Required work:
Write the listing out again, all of it, word for word.

○ ○ ○ ○

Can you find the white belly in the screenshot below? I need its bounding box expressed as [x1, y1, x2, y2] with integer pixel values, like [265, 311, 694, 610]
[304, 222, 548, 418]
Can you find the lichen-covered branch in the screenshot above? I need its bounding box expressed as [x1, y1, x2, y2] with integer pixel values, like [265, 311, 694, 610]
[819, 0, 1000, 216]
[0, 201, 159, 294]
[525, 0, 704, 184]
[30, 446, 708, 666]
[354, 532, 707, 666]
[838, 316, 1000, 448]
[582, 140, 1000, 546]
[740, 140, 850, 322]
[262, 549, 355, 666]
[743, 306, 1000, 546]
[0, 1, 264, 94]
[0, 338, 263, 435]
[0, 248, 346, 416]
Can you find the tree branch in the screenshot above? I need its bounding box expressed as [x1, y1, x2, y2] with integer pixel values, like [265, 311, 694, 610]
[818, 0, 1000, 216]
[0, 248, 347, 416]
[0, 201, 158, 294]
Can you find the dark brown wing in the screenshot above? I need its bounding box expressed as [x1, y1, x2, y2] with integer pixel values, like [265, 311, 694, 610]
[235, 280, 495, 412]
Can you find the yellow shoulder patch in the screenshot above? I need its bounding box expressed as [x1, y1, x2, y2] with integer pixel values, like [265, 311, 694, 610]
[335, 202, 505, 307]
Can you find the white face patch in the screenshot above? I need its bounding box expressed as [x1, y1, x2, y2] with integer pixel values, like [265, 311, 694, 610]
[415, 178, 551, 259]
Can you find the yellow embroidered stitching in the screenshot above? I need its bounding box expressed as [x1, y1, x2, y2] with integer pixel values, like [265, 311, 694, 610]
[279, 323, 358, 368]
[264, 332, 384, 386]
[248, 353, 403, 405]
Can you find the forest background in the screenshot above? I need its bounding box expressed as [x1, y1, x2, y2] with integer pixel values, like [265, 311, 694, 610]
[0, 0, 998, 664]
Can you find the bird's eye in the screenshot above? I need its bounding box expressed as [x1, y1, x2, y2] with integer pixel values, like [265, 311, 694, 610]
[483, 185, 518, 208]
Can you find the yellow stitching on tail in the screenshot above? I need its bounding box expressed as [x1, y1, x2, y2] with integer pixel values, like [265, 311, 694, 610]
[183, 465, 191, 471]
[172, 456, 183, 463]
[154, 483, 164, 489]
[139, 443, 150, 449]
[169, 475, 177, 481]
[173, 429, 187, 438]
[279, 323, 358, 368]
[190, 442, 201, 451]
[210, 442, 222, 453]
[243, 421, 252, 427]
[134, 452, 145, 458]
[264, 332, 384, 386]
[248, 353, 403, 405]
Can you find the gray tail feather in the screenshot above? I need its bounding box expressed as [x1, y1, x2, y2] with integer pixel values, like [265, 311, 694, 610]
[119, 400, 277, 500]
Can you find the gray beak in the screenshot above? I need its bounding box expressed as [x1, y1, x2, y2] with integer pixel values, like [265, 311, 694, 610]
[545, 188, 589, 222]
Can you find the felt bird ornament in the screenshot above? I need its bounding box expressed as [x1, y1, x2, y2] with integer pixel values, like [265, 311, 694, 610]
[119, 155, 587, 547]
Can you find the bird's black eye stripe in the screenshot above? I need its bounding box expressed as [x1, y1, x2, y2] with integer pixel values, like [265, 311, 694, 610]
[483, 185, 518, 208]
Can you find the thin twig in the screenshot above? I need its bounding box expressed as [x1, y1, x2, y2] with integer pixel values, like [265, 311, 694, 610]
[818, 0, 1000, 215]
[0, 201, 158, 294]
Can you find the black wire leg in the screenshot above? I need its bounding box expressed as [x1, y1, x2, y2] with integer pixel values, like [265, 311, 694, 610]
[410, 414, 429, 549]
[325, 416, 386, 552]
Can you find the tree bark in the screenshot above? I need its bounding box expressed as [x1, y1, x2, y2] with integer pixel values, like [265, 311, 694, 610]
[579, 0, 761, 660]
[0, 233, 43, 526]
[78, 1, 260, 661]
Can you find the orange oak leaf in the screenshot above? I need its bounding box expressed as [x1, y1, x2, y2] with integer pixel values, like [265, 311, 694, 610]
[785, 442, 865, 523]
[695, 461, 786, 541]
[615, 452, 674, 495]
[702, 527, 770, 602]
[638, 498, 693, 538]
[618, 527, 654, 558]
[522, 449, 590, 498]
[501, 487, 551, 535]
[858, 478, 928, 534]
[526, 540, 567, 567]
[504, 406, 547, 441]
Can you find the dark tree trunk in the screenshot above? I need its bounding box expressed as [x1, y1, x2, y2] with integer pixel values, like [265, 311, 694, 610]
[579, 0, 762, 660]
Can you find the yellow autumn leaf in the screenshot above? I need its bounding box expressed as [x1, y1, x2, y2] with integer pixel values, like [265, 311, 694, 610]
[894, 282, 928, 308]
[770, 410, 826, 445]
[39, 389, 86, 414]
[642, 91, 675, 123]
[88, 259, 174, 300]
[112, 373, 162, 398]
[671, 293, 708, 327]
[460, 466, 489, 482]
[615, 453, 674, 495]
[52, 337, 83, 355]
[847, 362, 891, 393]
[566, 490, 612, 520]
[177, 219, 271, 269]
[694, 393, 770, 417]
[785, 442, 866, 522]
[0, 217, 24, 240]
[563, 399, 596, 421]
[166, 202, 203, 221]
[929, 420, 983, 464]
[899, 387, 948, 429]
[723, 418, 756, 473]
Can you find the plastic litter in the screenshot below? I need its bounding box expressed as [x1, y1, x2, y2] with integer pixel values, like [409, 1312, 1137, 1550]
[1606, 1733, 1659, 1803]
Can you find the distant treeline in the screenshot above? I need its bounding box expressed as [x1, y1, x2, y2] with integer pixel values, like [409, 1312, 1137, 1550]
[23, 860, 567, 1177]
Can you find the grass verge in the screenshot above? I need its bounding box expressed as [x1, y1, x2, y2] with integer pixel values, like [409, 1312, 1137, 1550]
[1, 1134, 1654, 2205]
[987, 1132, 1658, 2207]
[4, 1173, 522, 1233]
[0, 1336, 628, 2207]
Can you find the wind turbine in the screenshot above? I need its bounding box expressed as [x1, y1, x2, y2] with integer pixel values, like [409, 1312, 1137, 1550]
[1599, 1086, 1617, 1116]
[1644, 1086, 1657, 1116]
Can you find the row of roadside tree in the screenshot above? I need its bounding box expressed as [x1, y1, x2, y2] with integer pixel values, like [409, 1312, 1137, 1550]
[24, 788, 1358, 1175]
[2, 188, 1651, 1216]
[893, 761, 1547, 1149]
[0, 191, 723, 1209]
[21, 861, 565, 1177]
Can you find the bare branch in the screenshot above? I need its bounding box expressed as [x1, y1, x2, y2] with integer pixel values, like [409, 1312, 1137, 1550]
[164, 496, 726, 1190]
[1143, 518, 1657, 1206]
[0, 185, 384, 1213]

○ ○ ○ ○

Solved problem:
Can you find the white belly in the screenshot below? I need its bounding box expressed as [x1, y1, x2, y2] with integer pixel values, like [265, 311, 694, 610]
[304, 222, 548, 418]
Can you find the lichen-covered branch in the screenshot above? I need its bounding box expressed as [x1, y1, x2, y2] with integer pixel values, like [265, 311, 694, 610]
[819, 0, 1000, 216]
[0, 201, 159, 294]
[525, 0, 704, 184]
[30, 446, 708, 666]
[354, 532, 707, 666]
[838, 316, 1000, 448]
[582, 140, 1000, 546]
[740, 140, 850, 322]
[262, 549, 355, 666]
[743, 306, 1000, 546]
[0, 1, 264, 94]
[0, 338, 263, 435]
[0, 248, 346, 416]
Can you find the tree branch in the screenshot above? I need its bounding box expressed as [x1, y1, x2, y2] with integer pixel values, like [265, 311, 694, 610]
[818, 0, 1000, 216]
[0, 248, 347, 416]
[0, 201, 158, 294]
Can you find the dark brown wing in the screenshot above? I need its bounding box expressed as [x1, y1, x2, y2] with integer pixel values, like [265, 311, 694, 610]
[235, 280, 495, 412]
Can you find the yellow shoulder patch in the screenshot above? I need its bounding box expressed as [x1, y1, x2, y2] with integer pixel values, like [265, 311, 694, 610]
[335, 202, 505, 307]
Can you find the white face patch in the screenshot above? I need its bounding box expressed as [x1, y1, x2, y2] with integer pixel values, like [265, 311, 694, 610]
[415, 178, 551, 259]
Can you find the yellow embroidered stitching in the screenshot above? I need its bounding box expressed as [x1, y1, x2, y2] with integer pixel values, like [265, 311, 694, 610]
[279, 323, 358, 368]
[264, 332, 384, 386]
[248, 353, 403, 405]
Can you find the forest background in the screenshot above? I need its bounding box expressed as [x1, y1, x2, y2] with integer pixel values, like [265, 311, 694, 610]
[0, 0, 998, 664]
Can you find the bird's eye in the screenshot above? I need its bounding box expressed as [x1, y1, x2, y2] with integer pixel values, like [265, 311, 694, 610]
[483, 185, 518, 208]
Can you find the yellow stitching on tail in the screenshot above? I need its bounding box expressed as [x1, y1, x2, y2] with integer pixel values, like [265, 311, 694, 610]
[183, 465, 191, 471]
[172, 456, 183, 463]
[154, 483, 164, 489]
[139, 443, 150, 449]
[169, 475, 177, 481]
[173, 429, 187, 438]
[279, 323, 358, 368]
[190, 442, 201, 451]
[210, 442, 222, 453]
[243, 421, 252, 427]
[134, 452, 145, 458]
[264, 332, 384, 386]
[248, 353, 403, 405]
Can you find the gray tail feather in the screenshot above? I need its bounding box expressed as [x1, y1, x2, y2] with integer pixel values, like [265, 311, 694, 610]
[119, 400, 277, 500]
Can you find the gray beak in the screenshot above? I need its bounding box expressed as [x1, y1, x2, y2] with integer pixel values, like [265, 311, 694, 610]
[545, 188, 589, 222]
Can you find the felt bird ornament in the screenshot above? I need its bounding box expressed as [x1, y1, x2, y2] with integer pixel values, like [265, 311, 694, 610]
[119, 155, 587, 547]
Can you find the bird's black eye stripe in the screenshot above? I need its bounding box expressed as [x1, y1, x2, y2] with integer pixel values, like [265, 311, 694, 610]
[483, 185, 518, 208]
Can you find the thin twig in the screenshot above? I need its bounding box expressed as [x1, y1, x2, y2] with integer pixel values, like [265, 311, 694, 610]
[818, 0, 1000, 215]
[0, 201, 158, 294]
Can you find the black wire leg in the screenshot above? I need its bounding box expressed as [x1, y1, x2, y2] with integer pixel values, like [265, 311, 694, 610]
[410, 414, 429, 549]
[325, 416, 386, 552]
Can you find the tree bark in the screenshot above? I need its bounding box expressed as [x1, y1, x2, y2] with integer pixel values, like [265, 311, 694, 610]
[579, 0, 761, 660]
[0, 233, 43, 526]
[78, 1, 260, 661]
Can you find the orange oak leaf in the screenshot above? I need its bounding box expressed as [x1, y1, x2, y2] with integer pixel values, like [265, 311, 694, 610]
[785, 442, 865, 523]
[695, 461, 786, 541]
[615, 452, 674, 495]
[702, 527, 770, 602]
[638, 498, 693, 538]
[618, 527, 654, 558]
[522, 449, 590, 498]
[501, 487, 551, 535]
[858, 478, 928, 534]
[526, 540, 567, 567]
[504, 406, 547, 441]
Can you find the dark tree trunk in the screenshot above? I need its bounding box expressed as [x1, y1, x2, y2] with integer pixel values, like [265, 311, 694, 610]
[579, 0, 762, 660]
Can you find the yellow autumn leaf in the screenshot above? I need its bounding box expressed as [x1, y1, x2, y2] with integer pixel values, like [265, 311, 694, 610]
[894, 282, 928, 308]
[770, 410, 826, 445]
[39, 389, 86, 414]
[642, 91, 675, 123]
[88, 259, 174, 300]
[112, 373, 162, 398]
[671, 293, 708, 327]
[460, 466, 489, 482]
[615, 453, 674, 495]
[52, 337, 83, 355]
[847, 362, 891, 393]
[566, 490, 612, 520]
[177, 219, 271, 269]
[694, 393, 770, 417]
[785, 442, 866, 522]
[0, 217, 24, 240]
[563, 399, 596, 421]
[166, 202, 203, 221]
[929, 420, 983, 464]
[899, 387, 948, 429]
[723, 418, 756, 473]
Can you find the plastic litter in the screenshot below? I need its bounding box expressed as [x1, y1, x2, y2] with integer pixel values, like [409, 1312, 1137, 1550]
[1606, 1733, 1659, 1803]
Can you find the distant treeline in the screenshot above? I need its bounding box expressed as [x1, y1, x2, y2] with integer pixel values, like [409, 1312, 1137, 1550]
[23, 860, 567, 1177]
Can you find the grass verge in the screenshot above? I need its bounding box expressed as [x1, y1, x2, y2] with integer pixel values, like [409, 1312, 1137, 1550]
[1, 1134, 1654, 2205]
[987, 1132, 1658, 2207]
[4, 1173, 522, 1233]
[0, 1336, 628, 2207]
Can you find the wind turbine in the screenshot above? I need its bounding box expressed as [x1, y1, x2, y2] with integer pixel values, like [409, 1312, 1137, 1550]
[1599, 1086, 1617, 1116]
[1644, 1086, 1657, 1116]
Can you find the row of roadside tree in the screenshot above? I need its bounding box expressed as [x1, y1, x2, y2] with integer pixel values, like [409, 1312, 1137, 1550]
[24, 788, 1358, 1175]
[2, 188, 1651, 1216]
[893, 761, 1547, 1149]
[0, 191, 723, 1209]
[21, 861, 565, 1177]
Can you find the bare branch in the screenshot above? I need its bounding box expressed as [x1, y1, x2, y2] with integer pixel values, like [409, 1312, 1137, 1550]
[164, 496, 726, 1190]
[1143, 518, 1657, 1206]
[0, 185, 384, 1213]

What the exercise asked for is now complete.